▸ ЗАДАНИЕ 1
Перечислите все строки списка, где встречается слово «fuselage», с учетом регистра.

▸ ИЗБРАННЫЙ ОТРЫВОК
Когда я говорю «история», я не имею в виду последовательность этапов или чего-то, что мы могли бы разложить в терминах нашего опыта. Потому что в терминах нашего опыта мы всегда все располагаем в виде последовательности явлений, а исторический элемент называется мною историческим именно потому, что он не поддается расположению в последовательности явлений. Он не явление. Знание, что это театр, не есть явление, точнее, не есть знание о явлении. Оно само есть условие явленности мира — того, в котором видим театр. Условие видимости театра в моем мире лежит не в содержании того, что я вижу, — я извлек знание о том, что это театр, не из содержания наблюдаемых мною на сцене событий. Знание, что это театр, закодировано в каком-то топосе, лежащем над терминами, в которых я законом или зависимостью связываю наблюдаемые явления. И наоборот, чтобы понять наблюдаемые явления в терминах причинной связи, то есть применить категорию причинности, я должен сначала ввести наблюдаемые явления в какой-то топос, где наличное знание кристаллизуется в терминах законов и причинных связей. Иными словами, у причинной связи есть какое-то невидимое скрытое условие, называемое мной топосом.

▸ ДОСТУПНЫЕ ДАННЫЕ
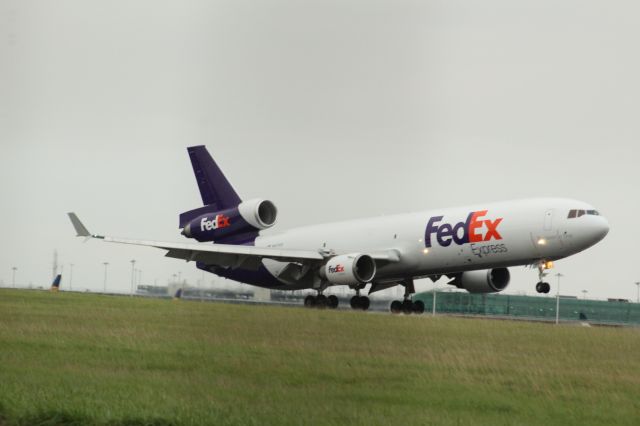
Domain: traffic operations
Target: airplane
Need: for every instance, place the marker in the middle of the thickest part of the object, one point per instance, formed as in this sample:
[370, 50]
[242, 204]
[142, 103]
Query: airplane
[473, 246]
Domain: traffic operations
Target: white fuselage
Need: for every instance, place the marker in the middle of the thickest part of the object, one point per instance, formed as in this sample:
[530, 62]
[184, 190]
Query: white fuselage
[450, 240]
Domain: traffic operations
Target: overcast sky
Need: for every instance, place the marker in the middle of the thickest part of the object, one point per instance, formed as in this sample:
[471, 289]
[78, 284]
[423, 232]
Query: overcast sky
[332, 109]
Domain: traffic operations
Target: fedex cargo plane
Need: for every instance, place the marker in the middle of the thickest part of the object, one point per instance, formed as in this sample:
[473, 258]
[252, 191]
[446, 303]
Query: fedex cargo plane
[473, 246]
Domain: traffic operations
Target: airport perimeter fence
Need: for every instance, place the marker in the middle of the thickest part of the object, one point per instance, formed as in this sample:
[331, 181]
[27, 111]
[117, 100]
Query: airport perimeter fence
[531, 307]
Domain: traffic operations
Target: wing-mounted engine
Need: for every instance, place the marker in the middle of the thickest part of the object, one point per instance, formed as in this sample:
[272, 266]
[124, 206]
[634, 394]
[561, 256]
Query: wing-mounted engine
[485, 281]
[232, 225]
[349, 269]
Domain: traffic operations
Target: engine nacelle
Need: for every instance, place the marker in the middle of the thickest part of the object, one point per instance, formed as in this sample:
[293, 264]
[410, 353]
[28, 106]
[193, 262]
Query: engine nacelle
[486, 281]
[349, 269]
[237, 224]
[261, 214]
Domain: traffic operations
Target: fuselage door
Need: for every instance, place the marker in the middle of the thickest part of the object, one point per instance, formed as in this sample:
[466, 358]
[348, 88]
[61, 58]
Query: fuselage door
[548, 220]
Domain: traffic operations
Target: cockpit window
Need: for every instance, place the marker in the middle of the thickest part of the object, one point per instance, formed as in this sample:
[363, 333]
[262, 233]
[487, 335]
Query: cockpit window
[578, 213]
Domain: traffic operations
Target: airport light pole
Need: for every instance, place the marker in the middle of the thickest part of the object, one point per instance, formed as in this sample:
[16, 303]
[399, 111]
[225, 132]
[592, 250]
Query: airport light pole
[433, 308]
[106, 264]
[559, 275]
[133, 271]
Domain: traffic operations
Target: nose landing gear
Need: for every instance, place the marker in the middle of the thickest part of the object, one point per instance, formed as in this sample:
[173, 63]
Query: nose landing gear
[541, 286]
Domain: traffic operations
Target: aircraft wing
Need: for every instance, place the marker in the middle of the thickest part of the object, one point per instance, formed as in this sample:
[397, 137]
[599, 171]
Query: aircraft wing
[224, 255]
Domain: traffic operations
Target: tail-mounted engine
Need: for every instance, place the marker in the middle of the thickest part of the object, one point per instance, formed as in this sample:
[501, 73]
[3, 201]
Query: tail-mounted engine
[230, 225]
[486, 281]
[349, 269]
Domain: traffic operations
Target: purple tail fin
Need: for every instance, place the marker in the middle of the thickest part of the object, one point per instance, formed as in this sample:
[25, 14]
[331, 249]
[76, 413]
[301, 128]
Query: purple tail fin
[215, 189]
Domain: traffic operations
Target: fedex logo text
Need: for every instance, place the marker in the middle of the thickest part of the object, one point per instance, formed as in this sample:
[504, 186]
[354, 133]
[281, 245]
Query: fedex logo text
[220, 221]
[336, 269]
[473, 230]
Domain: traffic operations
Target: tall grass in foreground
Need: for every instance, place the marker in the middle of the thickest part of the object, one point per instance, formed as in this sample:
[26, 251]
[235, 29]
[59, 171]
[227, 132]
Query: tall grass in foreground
[90, 359]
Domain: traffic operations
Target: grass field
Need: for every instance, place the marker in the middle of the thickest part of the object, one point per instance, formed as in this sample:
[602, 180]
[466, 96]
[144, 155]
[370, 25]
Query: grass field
[90, 359]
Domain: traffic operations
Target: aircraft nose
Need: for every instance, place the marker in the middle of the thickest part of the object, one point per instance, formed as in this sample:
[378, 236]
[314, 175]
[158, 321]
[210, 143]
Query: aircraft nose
[600, 228]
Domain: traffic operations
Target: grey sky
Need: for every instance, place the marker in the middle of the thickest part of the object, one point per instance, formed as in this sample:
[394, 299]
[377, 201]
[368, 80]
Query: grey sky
[332, 109]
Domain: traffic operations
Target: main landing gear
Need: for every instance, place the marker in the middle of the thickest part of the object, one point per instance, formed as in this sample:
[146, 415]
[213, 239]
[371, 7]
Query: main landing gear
[541, 286]
[407, 306]
[360, 302]
[321, 301]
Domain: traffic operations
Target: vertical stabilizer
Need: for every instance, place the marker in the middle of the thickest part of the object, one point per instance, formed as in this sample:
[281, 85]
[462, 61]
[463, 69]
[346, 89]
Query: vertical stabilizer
[215, 189]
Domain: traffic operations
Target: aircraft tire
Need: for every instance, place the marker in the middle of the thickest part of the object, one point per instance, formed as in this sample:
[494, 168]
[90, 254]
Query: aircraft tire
[310, 301]
[364, 303]
[332, 301]
[321, 301]
[407, 307]
[418, 307]
[354, 302]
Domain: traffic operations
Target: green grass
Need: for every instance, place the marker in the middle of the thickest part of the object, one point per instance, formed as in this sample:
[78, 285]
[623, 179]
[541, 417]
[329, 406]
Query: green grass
[89, 359]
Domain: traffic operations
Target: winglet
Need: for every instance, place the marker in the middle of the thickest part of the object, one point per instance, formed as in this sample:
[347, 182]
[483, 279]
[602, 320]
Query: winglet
[81, 230]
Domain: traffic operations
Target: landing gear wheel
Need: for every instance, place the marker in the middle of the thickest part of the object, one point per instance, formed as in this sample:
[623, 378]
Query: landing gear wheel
[360, 302]
[321, 301]
[418, 307]
[354, 302]
[364, 303]
[543, 287]
[310, 301]
[332, 301]
[407, 307]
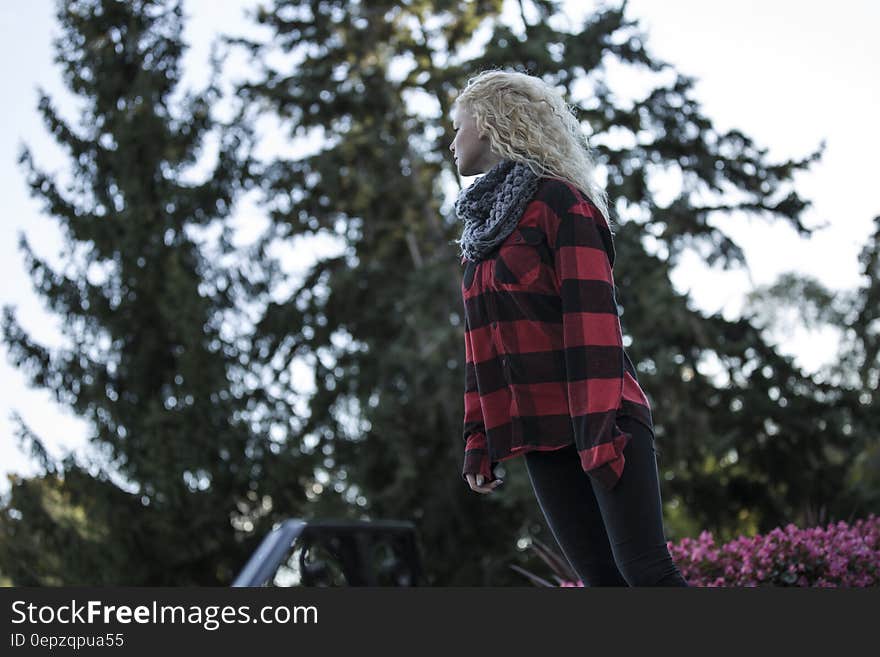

▸ ЗАДАНИЕ 2
Продолжите приведенное выше рассуждение об истории, топосе и причинной связи, начав сразу после его последнего предложения.

▸ ИТОГОВЫЙ РЕЗУЛЬТАТ 1
Target: white fuselage
Query: white fuselage
Target: fuselage door
Query: fuselage door

▸ ИТОГОВЫЙ РЕЗУЛЬТАТ 2
Тема априорного знания, или того, что я назвал историческим элементом, звучит у Канта следующим словосочетанием (вслушайтесь в аккорд): «В понятиях мир определился (я в несколько вольном переводе передаю смысл, и это уже интерпретация, не требующая дальнейшей интерпретации) лишь настолько, насколько простиралось до этого наше восприятие» [54]. Иначе говоря, дело в том, какая была история. В содержании она не дана, но содержание определено лишь настолько, насколько простиралось до этого наше восприятие. В других местах Кант говорит фактически то же самое, просто набор слов другой и проблема не узнается, а это проблема внутреннего исторического элемента мира. Например, в «Критике чистого разума» Кант говорит, что естествоиспытатели поняли — разум видит только то, что сам создает по собственному плану, что мы сами вложили и прочитали в понятии. В немецком тексте стоит «вглядываются в понятия», или разглядывают свое понятие с точки зрения того, что сами вложили в него. Кант требует, чтобы наше познание не понималось как чтение понятий, и в то же время он говорит, что мы должны видеть, вычитывать в понятии то, что мы вложили в него.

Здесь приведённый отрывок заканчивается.